━━━━━ Provided material

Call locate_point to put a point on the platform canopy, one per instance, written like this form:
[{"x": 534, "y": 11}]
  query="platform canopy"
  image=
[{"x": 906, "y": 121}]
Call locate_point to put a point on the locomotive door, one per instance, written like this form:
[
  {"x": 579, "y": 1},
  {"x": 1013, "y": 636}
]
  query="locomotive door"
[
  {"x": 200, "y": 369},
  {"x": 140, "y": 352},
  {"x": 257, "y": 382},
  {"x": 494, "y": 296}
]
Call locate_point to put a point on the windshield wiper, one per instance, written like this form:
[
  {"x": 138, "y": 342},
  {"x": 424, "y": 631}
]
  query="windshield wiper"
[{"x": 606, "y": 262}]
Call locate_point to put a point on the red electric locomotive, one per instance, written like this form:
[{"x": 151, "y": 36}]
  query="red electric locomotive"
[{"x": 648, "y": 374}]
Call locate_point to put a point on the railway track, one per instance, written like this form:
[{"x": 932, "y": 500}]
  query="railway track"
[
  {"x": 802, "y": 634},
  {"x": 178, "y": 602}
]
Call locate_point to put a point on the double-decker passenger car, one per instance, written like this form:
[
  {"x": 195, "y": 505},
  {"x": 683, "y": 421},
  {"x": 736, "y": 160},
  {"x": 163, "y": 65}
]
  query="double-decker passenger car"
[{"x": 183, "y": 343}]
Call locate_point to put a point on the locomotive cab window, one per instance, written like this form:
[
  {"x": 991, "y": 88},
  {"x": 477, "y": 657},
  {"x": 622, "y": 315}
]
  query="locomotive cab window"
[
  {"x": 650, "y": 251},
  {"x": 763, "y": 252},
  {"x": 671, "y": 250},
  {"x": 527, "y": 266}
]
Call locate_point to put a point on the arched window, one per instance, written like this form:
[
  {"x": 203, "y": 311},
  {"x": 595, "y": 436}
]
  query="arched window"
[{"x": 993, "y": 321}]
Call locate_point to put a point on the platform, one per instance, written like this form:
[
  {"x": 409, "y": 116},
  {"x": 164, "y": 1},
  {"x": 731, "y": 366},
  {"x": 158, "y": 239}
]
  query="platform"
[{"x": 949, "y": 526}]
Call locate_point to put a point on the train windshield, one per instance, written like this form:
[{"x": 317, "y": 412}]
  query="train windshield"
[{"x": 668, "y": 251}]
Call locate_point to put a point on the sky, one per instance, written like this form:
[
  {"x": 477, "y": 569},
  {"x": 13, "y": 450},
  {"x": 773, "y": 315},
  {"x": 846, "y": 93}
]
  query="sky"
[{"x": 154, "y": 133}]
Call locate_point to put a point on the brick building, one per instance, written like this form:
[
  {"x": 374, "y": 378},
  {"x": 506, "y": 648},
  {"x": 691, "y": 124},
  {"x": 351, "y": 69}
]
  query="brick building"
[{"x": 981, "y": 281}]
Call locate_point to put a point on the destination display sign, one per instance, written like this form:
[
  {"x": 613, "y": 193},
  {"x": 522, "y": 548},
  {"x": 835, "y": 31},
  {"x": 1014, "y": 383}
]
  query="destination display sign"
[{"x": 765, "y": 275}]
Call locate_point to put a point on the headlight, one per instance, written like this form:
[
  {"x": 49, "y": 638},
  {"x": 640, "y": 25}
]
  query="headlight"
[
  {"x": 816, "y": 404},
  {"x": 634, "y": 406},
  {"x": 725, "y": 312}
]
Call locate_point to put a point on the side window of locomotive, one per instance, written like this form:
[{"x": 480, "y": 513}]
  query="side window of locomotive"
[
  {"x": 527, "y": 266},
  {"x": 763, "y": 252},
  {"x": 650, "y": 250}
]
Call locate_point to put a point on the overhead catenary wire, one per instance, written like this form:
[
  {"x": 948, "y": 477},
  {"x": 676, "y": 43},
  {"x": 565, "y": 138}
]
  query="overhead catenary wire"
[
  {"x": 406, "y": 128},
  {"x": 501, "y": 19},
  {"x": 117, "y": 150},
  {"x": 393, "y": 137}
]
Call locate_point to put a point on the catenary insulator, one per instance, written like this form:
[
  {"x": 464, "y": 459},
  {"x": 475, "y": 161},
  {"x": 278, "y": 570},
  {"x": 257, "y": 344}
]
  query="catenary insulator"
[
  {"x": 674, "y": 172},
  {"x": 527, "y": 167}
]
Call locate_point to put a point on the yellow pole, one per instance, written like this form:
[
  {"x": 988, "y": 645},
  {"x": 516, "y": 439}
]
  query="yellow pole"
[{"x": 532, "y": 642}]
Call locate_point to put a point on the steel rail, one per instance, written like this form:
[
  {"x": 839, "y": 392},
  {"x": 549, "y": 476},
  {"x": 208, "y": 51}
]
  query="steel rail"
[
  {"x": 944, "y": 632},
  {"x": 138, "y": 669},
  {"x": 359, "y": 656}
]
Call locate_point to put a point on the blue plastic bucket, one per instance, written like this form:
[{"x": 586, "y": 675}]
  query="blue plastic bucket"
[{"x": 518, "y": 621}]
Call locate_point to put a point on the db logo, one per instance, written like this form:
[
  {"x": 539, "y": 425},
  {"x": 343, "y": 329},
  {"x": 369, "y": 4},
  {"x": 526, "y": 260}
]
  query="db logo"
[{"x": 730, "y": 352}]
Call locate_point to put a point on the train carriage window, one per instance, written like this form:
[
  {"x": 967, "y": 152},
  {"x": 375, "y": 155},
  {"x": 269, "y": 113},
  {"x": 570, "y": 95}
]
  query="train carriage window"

━━━━━━━━━━

- **What this task involves**
Every record above must be duplicated exactly.

- **Answer section**
Call locate_point to put a point on the platform canopy, one per instance, written like this form:
[{"x": 534, "y": 11}]
  query="platform canopy"
  image=
[{"x": 906, "y": 121}]
Call locate_point to put a point on the locomotive door, one per instance, written like this form:
[
  {"x": 579, "y": 1},
  {"x": 1013, "y": 636}
]
  query="locomotive door"
[
  {"x": 200, "y": 369},
  {"x": 140, "y": 352},
  {"x": 257, "y": 382},
  {"x": 494, "y": 296}
]
Call locate_point to put a point on the windshield wiper, one per instance, written like this form:
[
  {"x": 138, "y": 342},
  {"x": 424, "y": 631}
]
  query="windshield wiper"
[{"x": 606, "y": 262}]
Call locate_point to put a point on the red electric locomotive, one per instance, written like this form:
[{"x": 151, "y": 36}]
  query="red electric locomotive"
[{"x": 648, "y": 374}]
Call locate_point to put a point on the railway track, one per instance, written like this form:
[{"x": 932, "y": 500}]
  query="railway track"
[
  {"x": 802, "y": 634},
  {"x": 178, "y": 602}
]
Call locate_point to put a point on the double-decker passenger car, one per instance, written like this form:
[
  {"x": 195, "y": 505},
  {"x": 683, "y": 421},
  {"x": 736, "y": 160},
  {"x": 163, "y": 65}
]
  query="double-decker passenger car"
[{"x": 183, "y": 343}]
Call locate_point to put a point on the locomotive cab window, one per instance, written like this form:
[
  {"x": 991, "y": 88},
  {"x": 477, "y": 657},
  {"x": 622, "y": 315}
]
  query="locomotive cab window"
[
  {"x": 650, "y": 251},
  {"x": 763, "y": 252},
  {"x": 671, "y": 250},
  {"x": 527, "y": 266}
]
Call locate_point to put a point on the arched window, one per instance, written like this form:
[
  {"x": 203, "y": 311},
  {"x": 595, "y": 436}
]
  query="arched window"
[{"x": 993, "y": 321}]
Call locate_point to put a point on the platform, one per instance, written like this form:
[
  {"x": 409, "y": 116},
  {"x": 164, "y": 1},
  {"x": 731, "y": 366},
  {"x": 158, "y": 239}
]
  query="platform"
[{"x": 949, "y": 526}]
Call locate_point to put a point on the train windshield, one per instance, written like this form:
[{"x": 317, "y": 412}]
  query="train windshield"
[{"x": 668, "y": 251}]
Call locate_point to put a point on the sky, one per instance, written like this form:
[
  {"x": 477, "y": 569},
  {"x": 13, "y": 450},
  {"x": 773, "y": 315},
  {"x": 846, "y": 93}
]
  query="sky"
[{"x": 154, "y": 133}]
Call locate_point to put a point on the brick building, one per instance, written like this form:
[
  {"x": 374, "y": 378},
  {"x": 506, "y": 648},
  {"x": 691, "y": 124},
  {"x": 351, "y": 69}
]
  query="brick building"
[{"x": 981, "y": 281}]
Call locate_point to put a point on the destination display sign, one per instance, written like this form:
[
  {"x": 613, "y": 193},
  {"x": 522, "y": 548},
  {"x": 835, "y": 31},
  {"x": 1014, "y": 383}
]
  query="destination display sign"
[{"x": 765, "y": 275}]
Call locate_point to put a point on the headlight, one per instance, written like this form:
[
  {"x": 49, "y": 638},
  {"x": 640, "y": 25}
]
  query="headlight"
[
  {"x": 816, "y": 404},
  {"x": 634, "y": 406},
  {"x": 725, "y": 312}
]
Call locate_point to put a point on the side window of locomotive, one per instance, written like this form:
[{"x": 480, "y": 513}]
  query="side window of locomotive"
[
  {"x": 527, "y": 266},
  {"x": 763, "y": 252},
  {"x": 650, "y": 250}
]
Call locate_point to put a point on the overhead catenary wire, one per instance, written like this form:
[
  {"x": 948, "y": 477},
  {"x": 676, "y": 43},
  {"x": 565, "y": 138}
]
  query="overhead catenary wire"
[
  {"x": 406, "y": 128},
  {"x": 501, "y": 19},
  {"x": 117, "y": 150},
  {"x": 393, "y": 137}
]
Call locate_point to put a point on the catenary insulator, one per instance, written like this form:
[
  {"x": 464, "y": 459},
  {"x": 475, "y": 161},
  {"x": 278, "y": 570},
  {"x": 257, "y": 344}
]
  query="catenary insulator"
[
  {"x": 674, "y": 172},
  {"x": 527, "y": 167}
]
Call locate_point to put a point on the yellow pole, one per instance, written like this form:
[
  {"x": 988, "y": 645},
  {"x": 516, "y": 439}
]
  query="yellow pole"
[{"x": 532, "y": 642}]
Call locate_point to put a point on the steel rail, one per instance, written like this form:
[
  {"x": 839, "y": 392},
  {"x": 549, "y": 476},
  {"x": 208, "y": 51}
]
  query="steel rail"
[
  {"x": 944, "y": 632},
  {"x": 138, "y": 669},
  {"x": 359, "y": 656}
]
Call locate_point to put a point on the blue plastic bucket, one per instance, written like this form:
[{"x": 586, "y": 675}]
  query="blue plastic bucket"
[{"x": 518, "y": 621}]
Call locate_point to put a point on the db logo, one per instance, written like this form:
[
  {"x": 539, "y": 425},
  {"x": 343, "y": 329},
  {"x": 369, "y": 4},
  {"x": 526, "y": 260}
]
  query="db logo"
[{"x": 730, "y": 352}]
Call locate_point to put a point on the train carriage window, one per instance, written like this form:
[
  {"x": 967, "y": 152},
  {"x": 375, "y": 155},
  {"x": 269, "y": 113},
  {"x": 570, "y": 95}
]
  query="train carriage window"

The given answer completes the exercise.